# Short exercise
Tally how many lines in the items below contain the word "helmet". Reply with the number alone.

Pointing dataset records
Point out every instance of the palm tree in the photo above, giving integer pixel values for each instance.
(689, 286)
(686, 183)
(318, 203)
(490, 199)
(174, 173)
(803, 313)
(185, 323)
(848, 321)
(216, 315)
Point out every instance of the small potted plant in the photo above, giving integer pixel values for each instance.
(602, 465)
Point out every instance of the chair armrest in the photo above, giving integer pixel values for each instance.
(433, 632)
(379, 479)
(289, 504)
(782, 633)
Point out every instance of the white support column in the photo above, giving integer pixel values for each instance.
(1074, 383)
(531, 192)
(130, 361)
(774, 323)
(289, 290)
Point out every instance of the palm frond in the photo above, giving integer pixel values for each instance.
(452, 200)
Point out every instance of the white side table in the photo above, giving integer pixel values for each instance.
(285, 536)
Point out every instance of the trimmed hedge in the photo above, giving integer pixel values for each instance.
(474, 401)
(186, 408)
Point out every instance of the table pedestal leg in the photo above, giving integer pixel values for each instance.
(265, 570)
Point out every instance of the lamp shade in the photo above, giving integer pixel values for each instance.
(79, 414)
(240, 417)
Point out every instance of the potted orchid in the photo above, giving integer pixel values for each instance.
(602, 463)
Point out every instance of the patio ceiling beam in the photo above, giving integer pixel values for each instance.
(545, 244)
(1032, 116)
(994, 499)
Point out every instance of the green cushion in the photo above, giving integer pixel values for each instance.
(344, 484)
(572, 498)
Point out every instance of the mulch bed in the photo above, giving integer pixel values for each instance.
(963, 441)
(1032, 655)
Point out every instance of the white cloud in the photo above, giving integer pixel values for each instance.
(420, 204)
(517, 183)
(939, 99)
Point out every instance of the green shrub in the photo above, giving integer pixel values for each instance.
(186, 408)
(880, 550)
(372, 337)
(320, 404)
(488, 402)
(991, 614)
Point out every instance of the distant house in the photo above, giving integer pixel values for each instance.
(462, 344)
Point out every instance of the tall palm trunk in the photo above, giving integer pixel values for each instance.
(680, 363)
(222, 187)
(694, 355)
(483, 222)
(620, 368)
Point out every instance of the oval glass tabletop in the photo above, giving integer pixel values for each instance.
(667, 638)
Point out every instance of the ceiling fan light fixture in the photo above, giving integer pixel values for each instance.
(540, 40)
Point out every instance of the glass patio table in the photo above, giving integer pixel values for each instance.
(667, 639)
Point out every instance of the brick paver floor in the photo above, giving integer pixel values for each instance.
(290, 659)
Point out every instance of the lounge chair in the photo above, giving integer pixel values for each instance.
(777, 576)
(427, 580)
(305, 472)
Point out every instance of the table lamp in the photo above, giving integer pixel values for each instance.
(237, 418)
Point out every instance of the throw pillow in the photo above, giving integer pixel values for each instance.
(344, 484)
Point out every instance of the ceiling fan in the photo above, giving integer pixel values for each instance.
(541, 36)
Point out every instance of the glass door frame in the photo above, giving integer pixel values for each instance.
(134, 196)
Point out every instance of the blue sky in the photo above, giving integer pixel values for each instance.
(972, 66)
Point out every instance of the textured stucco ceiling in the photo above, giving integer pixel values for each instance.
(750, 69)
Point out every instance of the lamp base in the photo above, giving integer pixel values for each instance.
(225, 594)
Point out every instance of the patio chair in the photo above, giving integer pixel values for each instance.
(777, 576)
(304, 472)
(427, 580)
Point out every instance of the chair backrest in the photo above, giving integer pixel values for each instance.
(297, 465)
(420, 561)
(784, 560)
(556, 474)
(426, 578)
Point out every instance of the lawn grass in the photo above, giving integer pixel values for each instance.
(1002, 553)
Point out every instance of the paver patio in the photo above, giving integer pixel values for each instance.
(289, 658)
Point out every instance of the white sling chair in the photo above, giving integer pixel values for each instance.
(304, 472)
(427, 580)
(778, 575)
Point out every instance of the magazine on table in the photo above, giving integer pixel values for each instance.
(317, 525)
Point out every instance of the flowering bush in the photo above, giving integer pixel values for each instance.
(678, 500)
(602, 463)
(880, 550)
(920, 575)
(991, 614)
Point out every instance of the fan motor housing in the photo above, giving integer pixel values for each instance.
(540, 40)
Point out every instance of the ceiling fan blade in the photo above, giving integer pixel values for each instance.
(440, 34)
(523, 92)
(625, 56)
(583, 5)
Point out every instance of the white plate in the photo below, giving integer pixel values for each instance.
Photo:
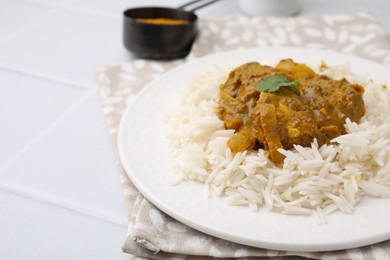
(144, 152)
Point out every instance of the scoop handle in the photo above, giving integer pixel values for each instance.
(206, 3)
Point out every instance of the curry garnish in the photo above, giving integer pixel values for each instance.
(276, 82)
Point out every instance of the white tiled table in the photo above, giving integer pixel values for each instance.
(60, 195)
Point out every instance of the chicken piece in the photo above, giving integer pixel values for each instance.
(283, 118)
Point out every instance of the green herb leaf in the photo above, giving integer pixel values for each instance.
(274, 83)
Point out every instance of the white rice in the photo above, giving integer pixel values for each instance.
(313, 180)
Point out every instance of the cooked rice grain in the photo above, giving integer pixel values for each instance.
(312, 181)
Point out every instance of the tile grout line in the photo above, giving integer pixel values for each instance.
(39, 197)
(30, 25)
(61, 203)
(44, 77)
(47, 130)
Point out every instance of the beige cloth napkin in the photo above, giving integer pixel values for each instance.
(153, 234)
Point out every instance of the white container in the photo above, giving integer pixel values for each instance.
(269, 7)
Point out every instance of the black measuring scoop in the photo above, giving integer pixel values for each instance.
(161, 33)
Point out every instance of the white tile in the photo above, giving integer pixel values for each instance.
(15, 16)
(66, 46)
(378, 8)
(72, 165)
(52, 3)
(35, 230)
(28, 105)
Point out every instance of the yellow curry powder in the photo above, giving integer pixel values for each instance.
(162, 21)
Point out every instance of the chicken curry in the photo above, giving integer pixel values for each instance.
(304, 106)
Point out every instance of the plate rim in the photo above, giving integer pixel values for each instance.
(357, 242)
---
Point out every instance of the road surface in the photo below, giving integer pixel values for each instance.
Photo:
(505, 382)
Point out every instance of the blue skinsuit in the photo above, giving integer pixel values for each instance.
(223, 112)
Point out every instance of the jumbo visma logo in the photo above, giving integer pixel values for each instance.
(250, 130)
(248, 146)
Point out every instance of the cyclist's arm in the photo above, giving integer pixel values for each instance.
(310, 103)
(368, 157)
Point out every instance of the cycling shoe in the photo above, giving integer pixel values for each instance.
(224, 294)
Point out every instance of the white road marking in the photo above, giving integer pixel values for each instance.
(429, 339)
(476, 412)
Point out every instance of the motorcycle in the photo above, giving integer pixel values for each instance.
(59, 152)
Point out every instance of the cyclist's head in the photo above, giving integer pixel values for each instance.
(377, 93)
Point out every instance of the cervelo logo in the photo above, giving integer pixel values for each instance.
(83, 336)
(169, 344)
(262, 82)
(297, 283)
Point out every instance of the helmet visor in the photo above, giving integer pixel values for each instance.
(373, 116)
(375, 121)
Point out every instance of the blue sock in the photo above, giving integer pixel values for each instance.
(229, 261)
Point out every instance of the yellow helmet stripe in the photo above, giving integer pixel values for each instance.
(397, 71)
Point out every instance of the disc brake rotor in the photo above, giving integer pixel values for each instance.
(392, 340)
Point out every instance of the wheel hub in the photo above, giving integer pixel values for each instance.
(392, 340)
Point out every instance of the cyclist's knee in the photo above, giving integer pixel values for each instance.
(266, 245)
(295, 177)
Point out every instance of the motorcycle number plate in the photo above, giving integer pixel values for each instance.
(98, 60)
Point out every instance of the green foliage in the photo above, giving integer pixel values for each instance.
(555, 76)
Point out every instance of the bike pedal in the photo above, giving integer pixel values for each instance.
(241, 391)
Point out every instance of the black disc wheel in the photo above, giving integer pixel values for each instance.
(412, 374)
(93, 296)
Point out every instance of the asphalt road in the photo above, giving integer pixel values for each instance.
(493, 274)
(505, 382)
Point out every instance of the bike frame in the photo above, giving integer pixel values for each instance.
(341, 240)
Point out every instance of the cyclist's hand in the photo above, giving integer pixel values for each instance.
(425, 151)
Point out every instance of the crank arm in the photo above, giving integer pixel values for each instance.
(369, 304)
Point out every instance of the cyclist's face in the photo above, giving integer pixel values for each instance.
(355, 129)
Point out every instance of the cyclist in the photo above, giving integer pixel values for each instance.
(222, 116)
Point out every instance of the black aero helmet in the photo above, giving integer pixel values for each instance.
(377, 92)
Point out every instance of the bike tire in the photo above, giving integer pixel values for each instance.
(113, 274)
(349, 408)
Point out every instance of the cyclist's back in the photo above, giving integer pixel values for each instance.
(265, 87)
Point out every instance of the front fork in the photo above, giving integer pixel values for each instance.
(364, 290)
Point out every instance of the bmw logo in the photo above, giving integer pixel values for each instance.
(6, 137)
* * *
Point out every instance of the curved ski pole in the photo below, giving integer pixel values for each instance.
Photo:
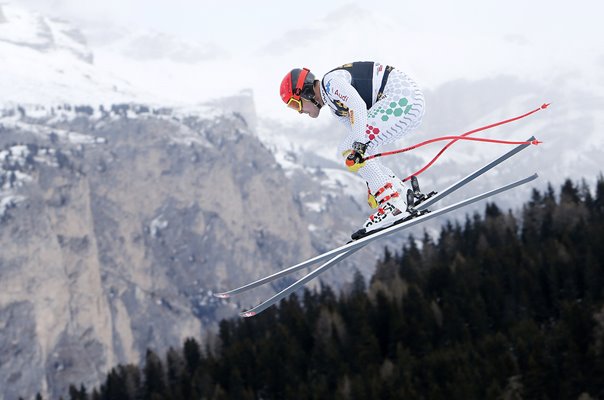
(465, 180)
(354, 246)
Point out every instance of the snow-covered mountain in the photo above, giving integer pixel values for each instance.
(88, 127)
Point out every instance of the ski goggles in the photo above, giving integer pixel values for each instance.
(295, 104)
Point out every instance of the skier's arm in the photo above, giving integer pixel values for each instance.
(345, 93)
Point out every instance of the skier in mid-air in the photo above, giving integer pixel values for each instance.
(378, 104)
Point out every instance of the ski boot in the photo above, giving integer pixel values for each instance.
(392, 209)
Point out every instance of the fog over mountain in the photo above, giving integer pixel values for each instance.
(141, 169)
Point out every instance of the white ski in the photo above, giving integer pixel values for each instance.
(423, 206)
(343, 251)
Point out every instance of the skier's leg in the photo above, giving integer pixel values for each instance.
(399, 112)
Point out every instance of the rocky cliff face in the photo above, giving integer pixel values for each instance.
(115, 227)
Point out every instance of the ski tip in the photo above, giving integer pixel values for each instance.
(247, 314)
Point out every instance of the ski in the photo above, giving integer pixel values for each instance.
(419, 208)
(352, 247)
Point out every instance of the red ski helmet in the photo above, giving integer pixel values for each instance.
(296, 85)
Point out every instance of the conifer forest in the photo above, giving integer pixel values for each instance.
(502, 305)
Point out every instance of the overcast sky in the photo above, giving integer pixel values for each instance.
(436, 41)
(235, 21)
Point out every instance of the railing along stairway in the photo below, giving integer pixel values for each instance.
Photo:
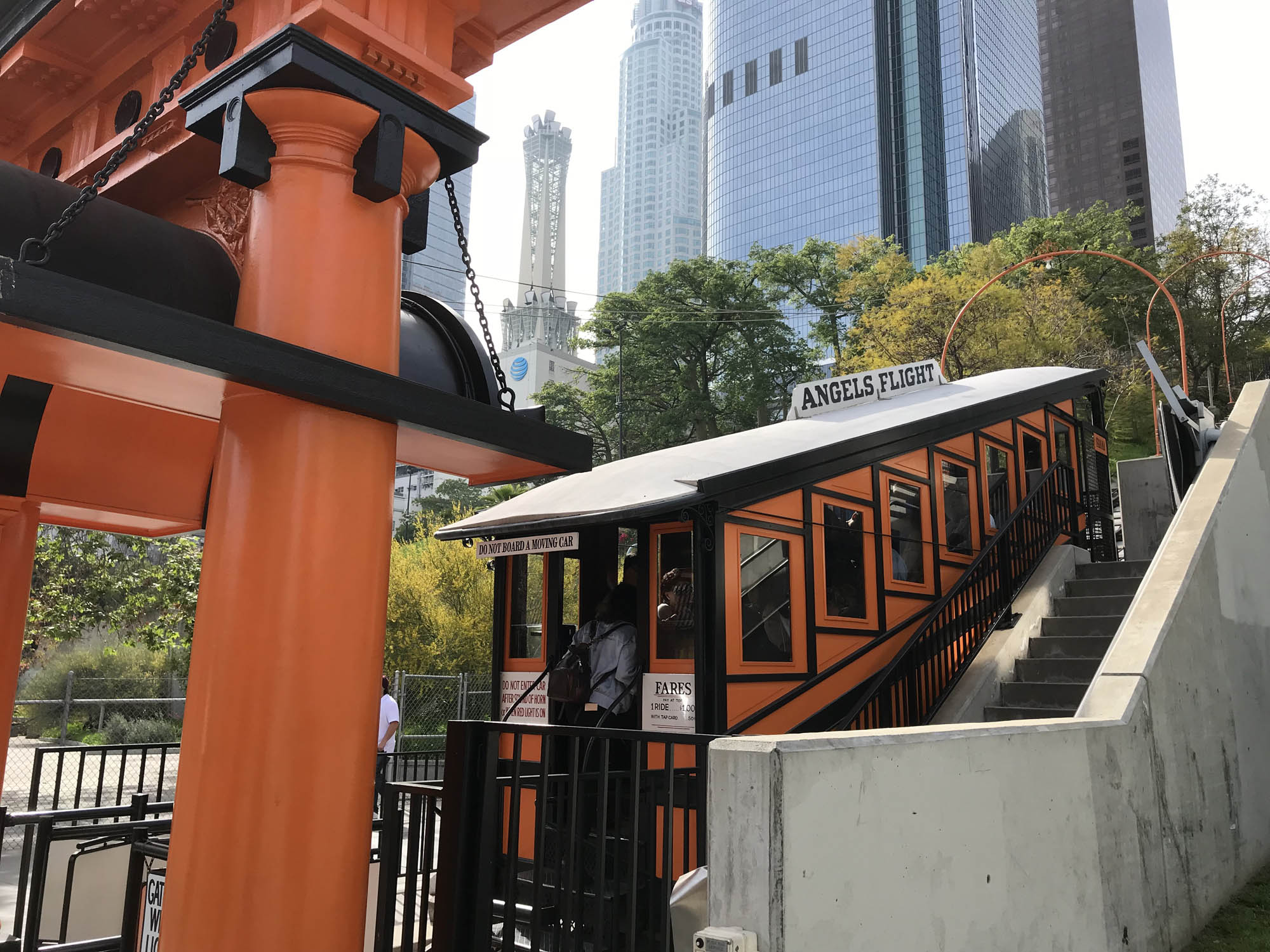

# Full answer
4